* Exercise aim
Put the records from their first line through the line containing "201), (54, 187)]]", both included, into a Markdown table with the columns Row and Line, numbering each line and leaving out blank lines.
----------------
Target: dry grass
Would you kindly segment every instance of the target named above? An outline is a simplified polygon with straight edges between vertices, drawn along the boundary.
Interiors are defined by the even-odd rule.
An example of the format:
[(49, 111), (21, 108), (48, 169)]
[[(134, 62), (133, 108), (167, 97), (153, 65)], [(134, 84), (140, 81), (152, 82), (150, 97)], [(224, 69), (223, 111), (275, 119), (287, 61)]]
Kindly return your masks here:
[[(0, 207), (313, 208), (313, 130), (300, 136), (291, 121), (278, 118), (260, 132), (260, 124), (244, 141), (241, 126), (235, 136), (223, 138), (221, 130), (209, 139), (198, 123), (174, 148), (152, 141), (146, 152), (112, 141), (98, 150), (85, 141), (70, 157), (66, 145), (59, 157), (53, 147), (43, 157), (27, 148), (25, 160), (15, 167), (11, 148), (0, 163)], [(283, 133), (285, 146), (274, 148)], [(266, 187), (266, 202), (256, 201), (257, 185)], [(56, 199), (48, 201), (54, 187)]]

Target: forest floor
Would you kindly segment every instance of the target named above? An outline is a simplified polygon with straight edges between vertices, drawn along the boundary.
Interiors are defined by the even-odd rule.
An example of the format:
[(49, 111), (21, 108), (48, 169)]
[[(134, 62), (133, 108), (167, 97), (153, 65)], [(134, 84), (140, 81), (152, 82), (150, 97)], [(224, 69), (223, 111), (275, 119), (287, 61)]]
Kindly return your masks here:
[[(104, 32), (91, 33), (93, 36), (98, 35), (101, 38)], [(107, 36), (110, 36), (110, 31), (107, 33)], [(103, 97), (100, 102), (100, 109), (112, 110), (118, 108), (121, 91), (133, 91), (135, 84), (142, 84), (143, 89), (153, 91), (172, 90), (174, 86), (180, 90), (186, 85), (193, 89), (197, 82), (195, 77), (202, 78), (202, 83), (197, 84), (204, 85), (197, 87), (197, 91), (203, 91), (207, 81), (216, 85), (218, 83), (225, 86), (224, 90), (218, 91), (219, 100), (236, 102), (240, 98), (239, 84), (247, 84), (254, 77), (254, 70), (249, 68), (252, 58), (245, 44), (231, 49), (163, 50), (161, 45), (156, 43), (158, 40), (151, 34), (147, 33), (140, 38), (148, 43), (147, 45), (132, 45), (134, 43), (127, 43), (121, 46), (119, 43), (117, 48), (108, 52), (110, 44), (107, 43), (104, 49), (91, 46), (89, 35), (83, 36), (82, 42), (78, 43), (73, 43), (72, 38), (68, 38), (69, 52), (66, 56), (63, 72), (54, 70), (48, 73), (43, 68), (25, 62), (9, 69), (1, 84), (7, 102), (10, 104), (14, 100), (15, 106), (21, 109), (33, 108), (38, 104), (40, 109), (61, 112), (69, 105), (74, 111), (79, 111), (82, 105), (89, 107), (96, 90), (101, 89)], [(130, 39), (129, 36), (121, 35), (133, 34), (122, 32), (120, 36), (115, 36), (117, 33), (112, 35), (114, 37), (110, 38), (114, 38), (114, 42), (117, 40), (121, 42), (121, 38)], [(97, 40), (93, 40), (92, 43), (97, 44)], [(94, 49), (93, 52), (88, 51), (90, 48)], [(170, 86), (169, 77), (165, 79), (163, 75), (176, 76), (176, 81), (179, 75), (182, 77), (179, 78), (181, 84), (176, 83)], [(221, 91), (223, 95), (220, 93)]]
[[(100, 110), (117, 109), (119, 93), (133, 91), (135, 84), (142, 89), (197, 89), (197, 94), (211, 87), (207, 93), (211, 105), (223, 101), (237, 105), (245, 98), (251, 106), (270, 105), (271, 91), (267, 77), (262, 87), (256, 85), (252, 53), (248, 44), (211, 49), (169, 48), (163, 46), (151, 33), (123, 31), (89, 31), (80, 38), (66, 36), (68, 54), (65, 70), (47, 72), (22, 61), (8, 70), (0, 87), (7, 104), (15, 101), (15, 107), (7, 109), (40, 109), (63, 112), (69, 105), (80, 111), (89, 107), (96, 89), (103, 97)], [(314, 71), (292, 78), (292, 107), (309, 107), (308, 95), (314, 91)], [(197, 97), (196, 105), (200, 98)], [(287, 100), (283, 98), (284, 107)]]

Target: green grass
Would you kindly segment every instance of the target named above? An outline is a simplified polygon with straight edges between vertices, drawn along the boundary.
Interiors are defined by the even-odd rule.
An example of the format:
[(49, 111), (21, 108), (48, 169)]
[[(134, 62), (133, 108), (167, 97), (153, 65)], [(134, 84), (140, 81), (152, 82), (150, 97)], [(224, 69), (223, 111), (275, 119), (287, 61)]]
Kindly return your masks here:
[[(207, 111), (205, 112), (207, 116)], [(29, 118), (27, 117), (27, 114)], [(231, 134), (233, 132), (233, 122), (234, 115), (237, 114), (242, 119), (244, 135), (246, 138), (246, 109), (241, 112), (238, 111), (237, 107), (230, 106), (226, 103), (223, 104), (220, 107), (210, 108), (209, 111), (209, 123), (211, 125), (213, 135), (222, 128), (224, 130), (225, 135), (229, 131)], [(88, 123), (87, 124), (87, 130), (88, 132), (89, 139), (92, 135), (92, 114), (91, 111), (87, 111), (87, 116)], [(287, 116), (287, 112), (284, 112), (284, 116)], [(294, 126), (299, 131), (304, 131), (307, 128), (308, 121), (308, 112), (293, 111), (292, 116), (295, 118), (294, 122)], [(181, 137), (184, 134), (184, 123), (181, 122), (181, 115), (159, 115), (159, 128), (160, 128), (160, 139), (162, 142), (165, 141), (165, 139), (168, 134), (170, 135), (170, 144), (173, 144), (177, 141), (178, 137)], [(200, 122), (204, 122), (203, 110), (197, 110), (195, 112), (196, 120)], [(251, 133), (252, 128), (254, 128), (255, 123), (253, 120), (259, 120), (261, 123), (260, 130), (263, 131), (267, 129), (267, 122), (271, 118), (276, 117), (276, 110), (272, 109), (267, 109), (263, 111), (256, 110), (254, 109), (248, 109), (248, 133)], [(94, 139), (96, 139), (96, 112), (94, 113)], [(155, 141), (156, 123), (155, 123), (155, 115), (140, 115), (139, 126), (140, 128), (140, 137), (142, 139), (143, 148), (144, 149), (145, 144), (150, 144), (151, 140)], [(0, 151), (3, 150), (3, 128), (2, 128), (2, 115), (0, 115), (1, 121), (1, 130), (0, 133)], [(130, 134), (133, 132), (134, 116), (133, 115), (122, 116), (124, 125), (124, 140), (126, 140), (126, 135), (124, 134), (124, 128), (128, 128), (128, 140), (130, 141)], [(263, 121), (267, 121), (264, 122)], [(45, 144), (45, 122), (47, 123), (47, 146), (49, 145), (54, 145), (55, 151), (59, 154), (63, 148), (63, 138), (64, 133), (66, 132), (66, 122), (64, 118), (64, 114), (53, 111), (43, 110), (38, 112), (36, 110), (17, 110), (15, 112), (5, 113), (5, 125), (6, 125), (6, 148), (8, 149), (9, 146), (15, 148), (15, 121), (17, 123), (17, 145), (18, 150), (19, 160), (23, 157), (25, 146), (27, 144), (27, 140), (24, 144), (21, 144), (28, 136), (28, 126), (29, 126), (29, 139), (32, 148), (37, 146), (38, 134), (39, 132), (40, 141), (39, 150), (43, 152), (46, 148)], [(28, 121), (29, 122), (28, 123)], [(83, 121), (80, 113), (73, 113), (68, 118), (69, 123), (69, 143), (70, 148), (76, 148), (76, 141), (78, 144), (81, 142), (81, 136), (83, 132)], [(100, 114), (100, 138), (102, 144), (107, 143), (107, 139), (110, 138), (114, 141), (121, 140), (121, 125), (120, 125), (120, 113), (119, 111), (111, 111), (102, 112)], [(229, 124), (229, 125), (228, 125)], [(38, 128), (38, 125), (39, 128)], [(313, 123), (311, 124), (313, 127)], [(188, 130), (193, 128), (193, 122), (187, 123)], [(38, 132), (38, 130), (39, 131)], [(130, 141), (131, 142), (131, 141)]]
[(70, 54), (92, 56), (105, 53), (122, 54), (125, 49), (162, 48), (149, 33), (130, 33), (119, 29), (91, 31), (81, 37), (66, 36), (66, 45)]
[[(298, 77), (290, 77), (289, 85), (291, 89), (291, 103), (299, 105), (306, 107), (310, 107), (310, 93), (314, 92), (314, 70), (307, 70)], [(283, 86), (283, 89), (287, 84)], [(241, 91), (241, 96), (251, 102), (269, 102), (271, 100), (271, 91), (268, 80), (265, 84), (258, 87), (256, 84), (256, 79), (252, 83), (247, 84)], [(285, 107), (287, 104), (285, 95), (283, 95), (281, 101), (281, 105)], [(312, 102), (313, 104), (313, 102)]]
----------------
* Solution
| Row | Line |
|---|---|
| 1 | Target: dry grass |
| 2 | Would you kindly segment every instance of the target named above? An outline is a simplified polygon with straight edges between vertices, drawn along the boundary. |
| 3 | Interiors are defined by the even-odd rule. |
| 4 | An example of the format: |
| 5 | [(49, 111), (21, 108), (48, 169)] |
| 6 | [[(134, 62), (133, 108), (167, 97), (153, 65)], [(134, 84), (140, 81), (152, 82), (150, 97)], [(224, 69), (223, 111), (275, 119), (287, 61)]] |
| 7 | Kindly return your masks here: |
| 8 | [[(0, 207), (313, 208), (313, 130), (300, 136), (291, 121), (278, 118), (260, 132), (260, 124), (244, 141), (241, 126), (235, 136), (223, 138), (221, 130), (209, 139), (198, 123), (174, 148), (152, 141), (146, 152), (112, 141), (98, 150), (85, 141), (70, 157), (66, 145), (59, 157), (53, 147), (43, 157), (27, 148), (25, 160), (15, 167), (11, 148), (0, 163)], [(283, 133), (285, 146), (274, 148)], [(266, 187), (266, 202), (256, 201), (257, 185)], [(56, 199), (48, 201), (54, 187)]] |